* Supplied text:
BEGIN
What do financial market trends, YouTube cooking tutorials, and your business mentor all have in common?

They are all going to tell you to “trust the process.”

Here at PricingBrew, however, you’ll hear us talking less about trusting the process and more about refining the pricing process.

Every pricing strategy is made up of a series of steps and sub-steps. Each of those steps and sub-steps is a potential opportunity for improvement. And we strongly encourage you to tweak them to maximize your organization’s profitability.

But sometimes those tweaks go awry. In fact, we’ve had the opportunity to see quite a few companies whose pricing strategy improvement efforts went catastrophically wrong. Often, those teams made one of the five biggest pricing strategy mistakes:

  1. Making a business case for tactical automation based on a strategic improvement. Just like buying Excel doesn’t make you a data scientist, buying an automation tool isn’t going to make you a pricing strategist. Automation is a tactical tool, not a replacement for strategy. And promising management that a new tool will lead to strategic gains is a recipe for disaster.
  2. Expecting automation to take the place of process development. Automation isn’t going to create a pricing strategy for you. You need to have a strategy before you can automate it. You can’t circumvent the need for strategic development.
  3. Addressing symptoms instead of true root-causes. It’s all too common for a company’s pricing strategies to become a jumbled mess over time. Why? Because they create new strategies instead of dealing with underlying problems. For example, if your pricing isn’t competitive, don’t just create a new strategy for pricing adjustment. Instead, you need to figure out why your pricing is off and work on that.
  4. Adding more resources to address a poorly designed pricing strategy. Adding more team members to a flawed strategy isn’t going to make the strategy any better. In fact, it’s just the opposite. More team members are just going to make things even more complex. Again, make sure you are addressing the root cause of your problem, which in this case is a poor strategy.
  5. Focusing too much on personal pain points with little business value. Just because a particular step in the pricing process annoys you doesn’t mean that’s where you should focus your efforts. Maybe you dislike a particular aspect of the market research or maybe the team finds the data analysis tedious. Updating those things isn’t necessarily the best use of your time. Instead, take a step back and see if your annoyance is related to a larger issue. Often, addressing the larger issue yields excellent business results while also improving the things you find irritating.

If reading about the wrong way to do pricing strategy improvement has whetted your appetite for learning more about the right way, check out the full webinar on Pricing Process Improvement. You’ll find additional tips in Optimizing Pricing Operations.

Your pricing team members are likely going to be trusting the pricing strategy that you give them. You owe it to them to make sure that strategy is as effective as it can be.
END
Repeat the pricing-mistakes text between "1. Making a" and "for strategic development.", inclusive, swapping "strategy" for "plan".

* Supplied data:
BEGIN
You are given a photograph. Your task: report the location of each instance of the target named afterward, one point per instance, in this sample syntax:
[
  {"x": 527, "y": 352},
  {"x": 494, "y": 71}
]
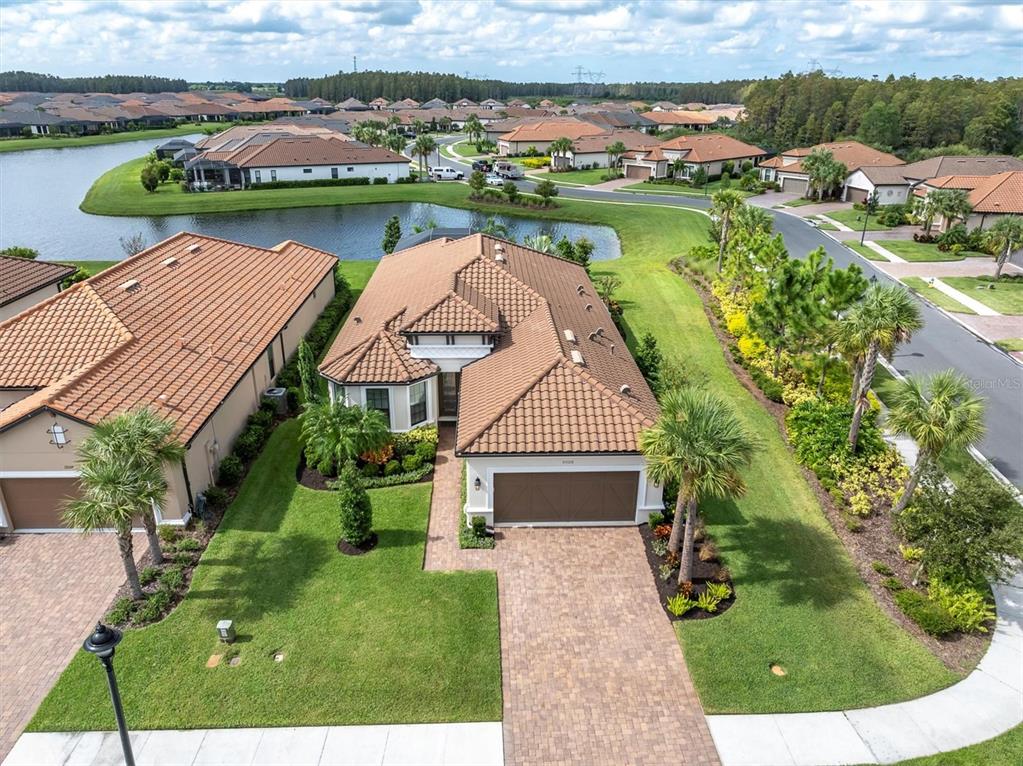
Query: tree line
END
* Answer section:
1. Making a business case for tactical automation based on a strategic improvement. Just like buying Excel doesn’t make you a data scientist, buying an automation tool isn’t going to make you a pricing strategist. Automation is a tactical tool, not a replacement for plan. And promising management that a new tool will lead to strategic gains is a recipe for disaster.
  2. Expecting automation to take the place of process development. Automation isn’t going to create a pricing plan for you. You need to have a plan before you can automate it. You can’t circumvent the need for strategic development.